Data entries:
========================================

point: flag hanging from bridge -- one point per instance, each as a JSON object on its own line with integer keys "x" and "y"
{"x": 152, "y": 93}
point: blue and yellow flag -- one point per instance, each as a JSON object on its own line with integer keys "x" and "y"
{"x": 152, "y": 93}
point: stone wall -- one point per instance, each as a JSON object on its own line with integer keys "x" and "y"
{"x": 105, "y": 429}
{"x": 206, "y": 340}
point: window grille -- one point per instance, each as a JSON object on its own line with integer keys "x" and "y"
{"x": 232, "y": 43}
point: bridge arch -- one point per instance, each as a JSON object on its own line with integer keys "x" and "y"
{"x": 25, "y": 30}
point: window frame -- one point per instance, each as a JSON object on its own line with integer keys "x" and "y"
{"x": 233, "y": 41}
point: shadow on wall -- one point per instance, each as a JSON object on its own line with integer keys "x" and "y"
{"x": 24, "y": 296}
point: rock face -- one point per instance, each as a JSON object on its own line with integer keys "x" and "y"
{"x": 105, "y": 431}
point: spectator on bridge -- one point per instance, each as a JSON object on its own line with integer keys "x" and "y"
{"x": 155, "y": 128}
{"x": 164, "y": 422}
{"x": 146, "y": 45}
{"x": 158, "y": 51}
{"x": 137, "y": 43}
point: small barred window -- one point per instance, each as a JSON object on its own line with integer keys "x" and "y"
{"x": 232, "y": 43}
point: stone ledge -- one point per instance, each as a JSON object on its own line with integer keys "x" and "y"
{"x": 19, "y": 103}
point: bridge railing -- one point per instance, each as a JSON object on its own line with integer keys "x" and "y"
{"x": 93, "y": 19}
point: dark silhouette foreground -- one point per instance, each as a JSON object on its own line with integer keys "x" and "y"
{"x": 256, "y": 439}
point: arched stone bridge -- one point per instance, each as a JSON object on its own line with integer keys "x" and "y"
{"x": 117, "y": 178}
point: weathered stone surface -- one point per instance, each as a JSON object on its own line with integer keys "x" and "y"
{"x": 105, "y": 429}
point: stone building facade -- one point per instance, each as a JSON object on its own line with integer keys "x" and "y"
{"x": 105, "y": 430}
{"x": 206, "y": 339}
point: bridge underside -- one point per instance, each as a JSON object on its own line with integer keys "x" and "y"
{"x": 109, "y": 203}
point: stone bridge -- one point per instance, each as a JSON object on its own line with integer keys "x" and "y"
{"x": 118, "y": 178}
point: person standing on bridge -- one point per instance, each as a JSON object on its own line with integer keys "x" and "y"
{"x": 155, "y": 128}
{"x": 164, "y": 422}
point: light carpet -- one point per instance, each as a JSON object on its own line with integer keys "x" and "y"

========================================

Problem details: Return what is listed above, exactly and completely.

Exercise answer:
point: flag hanging from bridge -- one point per instance, each as a JSON object on its own line with integer keys "x" and "y"
{"x": 152, "y": 93}
point: blue and yellow flag -- one point per instance, each as a JSON object on its own line with integer keys "x" and "y"
{"x": 152, "y": 93}
point: stone wall -- one point per instance, each as a JSON object on its own line with integer keys "x" and "y"
{"x": 105, "y": 429}
{"x": 206, "y": 340}
point: window grille -- one point per instance, each as a JSON object on its own line with integer keys "x" and "y"
{"x": 232, "y": 43}
point: bridge arch -- one point per instance, each as a JSON object on its own line with integer keys "x" and "y"
{"x": 25, "y": 30}
point: window frame -- one point per instance, each as a JSON object on its own line with integer keys "x" and "y"
{"x": 233, "y": 41}
point: shadow on wall -- one point per instance, each as a JSON object on its own line with integer keys "x" and "y"
{"x": 24, "y": 296}
point: rock face -- one point per instance, each as a JSON object on its own line with integer keys "x" and "y"
{"x": 105, "y": 431}
point: spectator on bridge -- one point per instance, each as a JSON object on its own line with integer keys "x" and "y"
{"x": 155, "y": 128}
{"x": 164, "y": 422}
{"x": 146, "y": 45}
{"x": 158, "y": 51}
{"x": 137, "y": 43}
point: small barred window -- one point per instance, each as a JSON object on its own line with integer keys "x" and "y"
{"x": 232, "y": 43}
point: stone ledge -- one point per instance, each as a JSON object on its own line with integer keys "x" and "y"
{"x": 19, "y": 103}
point: bridge railing -- one point per instance, each as a JSON object on its own line with integer keys "x" and "y"
{"x": 93, "y": 19}
point: dark silhouette foreground -- one point per instance, each as a JSON object on its own line with integer keys "x" and "y"
{"x": 256, "y": 439}
point: arched stone bridge -- one point per instance, each as a JSON object on its own line with integer keys "x" and "y"
{"x": 117, "y": 178}
point: weathered stone surface -- one point per instance, each as a JSON object on its own line with integer keys "x" and "y"
{"x": 105, "y": 429}
point: stone building facade -- one point per instance, each as a JSON object on its own line with integer keys "x" and "y"
{"x": 105, "y": 430}
{"x": 206, "y": 339}
point: bridge underside -- one point per instance, each as a JSON object on its own line with integer keys "x" and "y"
{"x": 109, "y": 203}
point: stone bridge -- one point per instance, each as a JSON object on its own line with integer keys "x" and "y"
{"x": 118, "y": 178}
point: person standing on bridge -- one point per instance, each as a JSON object on its own line with integer keys "x" and "y"
{"x": 155, "y": 128}
{"x": 164, "y": 422}
point: light carpet -- one point per instance, each as a JSON object on its own line with integer keys "x" and "y"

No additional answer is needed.